The School of Social Welfare focuses on Diversity, Equity & Inclusion

In keeping with social work's historic and enduring commitments to further social and economic justice and to serve people who are vulnerable, marginalized, or oppressed, the School of Social Welfare held several events focused on diversity, equity and inclusion during the semester. Following are some of the events that took place at the school last semester, with more scheduled for Spring 2017.

The Gathering 3.0

The Gathering is currently in its third year. SSW doctoral student Samantha Fletcher (MSW ‘14) and Dawn Knight-Thomas, Assistant Dean for Student Academic Affairs, established The Gathering to create a positive and inclusive campus climate. They facilitate discussions to bring a deeper understanding of equity, diversity and social justice issues. With the ultimate goal of making inclusiveness a habit practiced by everyone in the School of Social Work, The Gathering provides a safe forum for participants to reflect on and challenge their assumptions about race, ethnicity, sexual orientation, gender, religious affiliation, physical and mental ability, and immigration status.

On November 6th, Dawn Knight-Thomas, Samantha Fletcher, along with Assistant Professor Keith Chan and Dean Emeritus Katharine Briar-Lawson, led a discussion about The Gathering at the Council on Social Work Education’s Annual Program Meeting in Atlanta, GA. The presenters described the history of the group, the process of creating a safe space for difficult conversations, the art of facilitating emotional discussions, and the role of administration in supporting the group. Over a dozen social workers attended the discussion panel.

═══

Pick up the article on the School of Social Welfare's diversity, equity and inclusion events after its final sentence and carry it forward.

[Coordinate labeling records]
═══

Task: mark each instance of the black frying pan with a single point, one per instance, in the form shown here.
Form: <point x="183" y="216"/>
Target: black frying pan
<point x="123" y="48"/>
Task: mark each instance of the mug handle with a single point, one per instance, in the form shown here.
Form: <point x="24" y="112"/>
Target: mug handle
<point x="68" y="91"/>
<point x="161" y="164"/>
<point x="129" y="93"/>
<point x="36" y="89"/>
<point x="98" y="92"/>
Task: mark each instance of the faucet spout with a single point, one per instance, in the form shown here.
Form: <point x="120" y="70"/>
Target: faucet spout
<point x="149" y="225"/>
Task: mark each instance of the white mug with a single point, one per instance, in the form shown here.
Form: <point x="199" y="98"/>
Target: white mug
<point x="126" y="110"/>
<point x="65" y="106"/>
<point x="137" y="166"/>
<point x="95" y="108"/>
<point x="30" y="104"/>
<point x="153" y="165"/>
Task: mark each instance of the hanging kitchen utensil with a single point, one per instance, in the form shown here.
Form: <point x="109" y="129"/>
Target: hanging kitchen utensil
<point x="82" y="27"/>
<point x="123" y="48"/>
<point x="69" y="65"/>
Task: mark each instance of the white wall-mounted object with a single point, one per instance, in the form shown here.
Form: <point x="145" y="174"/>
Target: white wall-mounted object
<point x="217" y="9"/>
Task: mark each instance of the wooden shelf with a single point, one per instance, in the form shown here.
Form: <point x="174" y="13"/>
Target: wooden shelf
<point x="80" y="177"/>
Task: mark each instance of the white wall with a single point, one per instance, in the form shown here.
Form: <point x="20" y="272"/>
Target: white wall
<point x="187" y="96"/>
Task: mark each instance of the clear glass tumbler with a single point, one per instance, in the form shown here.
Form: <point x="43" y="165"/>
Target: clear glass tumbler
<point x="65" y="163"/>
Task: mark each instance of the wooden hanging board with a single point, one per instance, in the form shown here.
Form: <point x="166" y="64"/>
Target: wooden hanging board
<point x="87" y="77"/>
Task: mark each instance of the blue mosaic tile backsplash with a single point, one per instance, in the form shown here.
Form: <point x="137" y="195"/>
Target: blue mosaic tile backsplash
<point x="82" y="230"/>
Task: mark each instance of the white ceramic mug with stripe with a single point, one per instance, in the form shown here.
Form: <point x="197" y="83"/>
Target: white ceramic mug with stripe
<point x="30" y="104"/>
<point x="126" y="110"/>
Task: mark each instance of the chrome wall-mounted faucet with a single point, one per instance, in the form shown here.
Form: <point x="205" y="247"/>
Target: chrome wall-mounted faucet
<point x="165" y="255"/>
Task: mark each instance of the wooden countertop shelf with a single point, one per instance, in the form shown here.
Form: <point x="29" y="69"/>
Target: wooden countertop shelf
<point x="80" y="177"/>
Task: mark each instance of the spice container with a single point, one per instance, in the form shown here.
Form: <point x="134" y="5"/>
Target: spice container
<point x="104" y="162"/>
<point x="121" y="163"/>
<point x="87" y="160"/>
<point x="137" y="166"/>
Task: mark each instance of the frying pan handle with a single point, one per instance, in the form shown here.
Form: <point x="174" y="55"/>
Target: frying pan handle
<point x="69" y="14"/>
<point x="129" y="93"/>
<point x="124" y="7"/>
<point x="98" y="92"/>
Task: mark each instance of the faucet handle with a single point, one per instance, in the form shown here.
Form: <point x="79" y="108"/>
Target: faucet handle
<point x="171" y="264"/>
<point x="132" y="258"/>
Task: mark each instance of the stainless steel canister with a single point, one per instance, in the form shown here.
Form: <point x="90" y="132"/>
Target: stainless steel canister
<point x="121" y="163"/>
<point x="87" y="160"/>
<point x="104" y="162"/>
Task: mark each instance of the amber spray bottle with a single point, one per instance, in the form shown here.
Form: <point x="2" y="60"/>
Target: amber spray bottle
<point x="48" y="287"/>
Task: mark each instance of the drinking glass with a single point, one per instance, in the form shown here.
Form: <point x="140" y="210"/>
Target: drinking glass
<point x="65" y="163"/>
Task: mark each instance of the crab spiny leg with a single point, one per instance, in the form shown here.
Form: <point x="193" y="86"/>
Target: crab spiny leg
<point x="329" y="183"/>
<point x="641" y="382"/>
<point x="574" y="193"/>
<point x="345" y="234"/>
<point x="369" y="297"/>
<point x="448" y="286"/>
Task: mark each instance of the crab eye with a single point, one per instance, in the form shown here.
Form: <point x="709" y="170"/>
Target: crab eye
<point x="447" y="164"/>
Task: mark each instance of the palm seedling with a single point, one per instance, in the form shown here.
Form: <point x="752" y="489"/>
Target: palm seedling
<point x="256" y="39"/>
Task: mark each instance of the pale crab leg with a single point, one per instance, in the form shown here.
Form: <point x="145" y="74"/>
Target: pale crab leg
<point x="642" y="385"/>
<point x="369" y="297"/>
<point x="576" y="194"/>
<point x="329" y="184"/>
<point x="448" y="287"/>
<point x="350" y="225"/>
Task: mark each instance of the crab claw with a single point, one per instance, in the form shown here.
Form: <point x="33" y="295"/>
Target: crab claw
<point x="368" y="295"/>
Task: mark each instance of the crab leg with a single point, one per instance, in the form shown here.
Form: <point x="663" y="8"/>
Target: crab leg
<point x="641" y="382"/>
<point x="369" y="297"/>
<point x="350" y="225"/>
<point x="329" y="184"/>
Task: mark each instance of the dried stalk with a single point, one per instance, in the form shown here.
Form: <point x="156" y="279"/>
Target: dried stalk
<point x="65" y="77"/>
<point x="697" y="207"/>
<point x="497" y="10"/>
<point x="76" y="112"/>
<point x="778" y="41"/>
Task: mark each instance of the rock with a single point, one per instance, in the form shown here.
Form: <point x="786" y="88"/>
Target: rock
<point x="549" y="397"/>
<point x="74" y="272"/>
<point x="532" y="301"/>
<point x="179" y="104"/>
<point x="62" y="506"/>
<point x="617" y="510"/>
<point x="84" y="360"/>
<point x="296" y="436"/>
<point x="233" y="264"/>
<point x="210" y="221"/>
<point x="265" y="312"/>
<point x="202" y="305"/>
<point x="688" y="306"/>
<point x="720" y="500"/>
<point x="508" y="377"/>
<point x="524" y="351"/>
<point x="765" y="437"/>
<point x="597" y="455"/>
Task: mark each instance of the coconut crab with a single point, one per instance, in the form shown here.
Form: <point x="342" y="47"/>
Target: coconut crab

═══

Result of the task
Also in November, lifelong social activist, Dr. Merle Longwood met with the group on campus to talk about his work in Mississippi during the civil rights movement. The Fall semester concluded with a week of consciousness raising about the experiences of Muslims in our community and throughout the United States. Several faculty members, staff, and students wore a hijab signifying solidarity with the Muslim community. Additionally, Gathering meetings were held to discuss the Islamophobia since the election.

A Schoolwide Post-Election Meeting: Recommitting to a Social Justice Mission

In November, the School of Social Welfare hosted a discussion about how to ensure social work values and ethics are front and center in this challenging sociopolitical climate. Every seat in the Husted Amphitheater was full. Students from our undergraduate, MSW and doctoral programs shared ideas to expand and fortify the social justice focus of the curriculum.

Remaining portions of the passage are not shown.